## Begin Document
It was the end of 2013 or beginning of 2014 when I met Briana at Concorde Career college. I remember walking into class on the first day and sitting towards the back of the room where Briana was sitting, and grabbing a seat next to her. I didn't come prepared for school, and I had no paper or pen and asked someone in the front for some. I remember this random girl popped out of nowhere and said, “Here you go, anything you need, just let me know, I got you.” I could see Briana in my peripheral vision, and she was like “Damn, alright-so you got it like that,” and I said something like, “yeah, of course I got it like that, this is my moneymaker.” It’s easy to connect with people through laughter and if you can make someone laugh it establishes a relationship and that was the easiest way to connect with her. Right off the bat, I intuitively knew she was different from all the other girls I’ve ever met. She intrigued me, and I wanted to  pursue her further. 

One day, I asked her if I could tag along and walk her home since we were heading in the same direction. During that walk, we had the most profound conversation, and it really showed me the layers and depth to her. We talked about goals, life and everything in between. She pointed out my tattoos and knew I was a gang member and asked me why I was in school and I told her that I needed change. I wanted a family of my own one day, children that I could raise and give them all the things I never had. I wanted a woman in my life that I could wake up next to every morning and share that love and connection with. I’m very finicky and picky when it comes to women because of my mom, but this woman, Briana, was it for me. We started hanging out more, and I saw the value in her, and I was persistent until she finally told me she wanted to take things a step further and date. We dated for seven months before I ended up getting locked up again. 

I was arrested in October 2014 for two counts of kidnapping to commit armed robbery and a total of six counts of armed robbery with gang and gun enhancements. Briana was arrested as my alleged accomplice and faced identical charges, carrying a maximum of 88 years to life in prison. This was her first real encounter with the law and her first time being arrested. She was never associated with the gang lifestyle that I was living in, yet she suffered collateral damage because she loved me and because she was my lady. The pigs viewed her as my apparent weakness and attempted to exploit it by trying to use her against me as leverage to roll over on me.

I remember that day vividly, sitting in the back of the LAPD control car handcuffed, with Briana next to me. I remember looking into her eyes and seeing fear, but this was a different type of fear – a fear of losing someone you love. I reassured her, “There’s nothing to worry about, they want me, not you, and I'm gonna make sure you go home with nothing on your record.” I didn't want to say too much because the police often use your emotions against you, hoping to provoke you into saying something incriminating while they have audio and visual recording devices in their control cars.
## End Document
Given request -> Carry on the personal account of Briana and the 2014 arrest, starting right after its final sentence.
## Begin Supplied entries
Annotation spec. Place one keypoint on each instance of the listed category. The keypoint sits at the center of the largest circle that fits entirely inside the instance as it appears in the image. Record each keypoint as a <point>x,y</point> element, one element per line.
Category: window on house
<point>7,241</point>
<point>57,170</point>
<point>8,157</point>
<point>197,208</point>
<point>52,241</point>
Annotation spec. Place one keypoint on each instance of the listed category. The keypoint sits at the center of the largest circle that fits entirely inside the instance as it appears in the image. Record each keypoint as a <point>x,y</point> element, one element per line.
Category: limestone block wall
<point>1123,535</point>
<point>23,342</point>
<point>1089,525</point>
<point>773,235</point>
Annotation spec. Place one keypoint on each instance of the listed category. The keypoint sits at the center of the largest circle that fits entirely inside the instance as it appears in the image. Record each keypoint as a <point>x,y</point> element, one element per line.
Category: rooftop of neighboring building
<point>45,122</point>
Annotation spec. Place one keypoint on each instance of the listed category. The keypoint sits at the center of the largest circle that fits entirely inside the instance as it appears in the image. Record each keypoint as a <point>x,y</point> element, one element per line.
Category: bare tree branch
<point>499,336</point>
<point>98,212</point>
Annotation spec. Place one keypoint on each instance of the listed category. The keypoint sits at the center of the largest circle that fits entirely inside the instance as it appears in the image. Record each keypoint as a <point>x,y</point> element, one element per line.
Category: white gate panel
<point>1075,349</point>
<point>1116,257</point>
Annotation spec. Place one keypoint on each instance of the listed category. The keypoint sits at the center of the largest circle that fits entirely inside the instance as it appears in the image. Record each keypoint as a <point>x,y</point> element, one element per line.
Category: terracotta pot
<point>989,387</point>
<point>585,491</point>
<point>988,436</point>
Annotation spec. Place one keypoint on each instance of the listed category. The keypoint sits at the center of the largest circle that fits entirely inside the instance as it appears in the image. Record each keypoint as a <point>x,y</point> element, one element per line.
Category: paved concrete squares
## End Supplied entries
The response ->
Briana looked at me, and I’m paraphrasing, but she said: “Fuck that. Don’t give up. Don’t sacrifice yourself just so I can go home. I love you Alex, and we'll fight this together, and if we have to, we'll go all the way to trial.” As I mentioned before, I knew this woman was different from all the others that I had been with. Briana was my ride or die, and as I mentioned before, I put her through hell and back, yet she passed with flying colors.  She is as rare as a rose that grows from concrete. As rare as she was to me, I was not going to allow my actions or the system to railroad an incontrovertible innocent person. 

For the next three months, she was incarcerated at the female facility; Lynnwood County Jail, going back and forth to court. The only time I was able to communicate with her in person was coming from court on the county bus. I took that time to comfort her and put her up on game. On one of the bus rides back from court, she told me about an unexpected visit from two detectives, claiming  that I was allegedly involved in a homicide and attempted to procure information from her under the pretense of a visit from her attorney. By then, she developed a low-key hatred towards cops because they tried to use her as a gambit in a game of chess against me, even though they knew she was completely innocent.  So she politely told them to “fuck off”, and returned to her cell. I remember my lawyers asking me how I would like to proceed with my case, and I would refuse to answer any questions, unless Briana was released with nothing on her record. It became a waiting game, and eventually, after three months of being locked up and the state not having one shred of evidence against her, she was released, and all charges dismissed.

Only then did my heart find ease and the pain alleviated. I know I fucked up in the past, and I’m currently paying my debts to society by pursuing an education and furthering my knowledge so I can properly rehabilitate myself and hopefully return to society as a law-abiding citizen. This drastic change in my life is all in the name of love, and trust me, I owe it to Briana. She saw good in me even when I was incapable of seeing it in myself. Love is blind and love is authentic, even for a man sentenced to reparations.

Briana’s love, trust and loyalty on her own volition by choosing to be my ride or die, and to ride it out with me was the ultimate cruicible in the name of love.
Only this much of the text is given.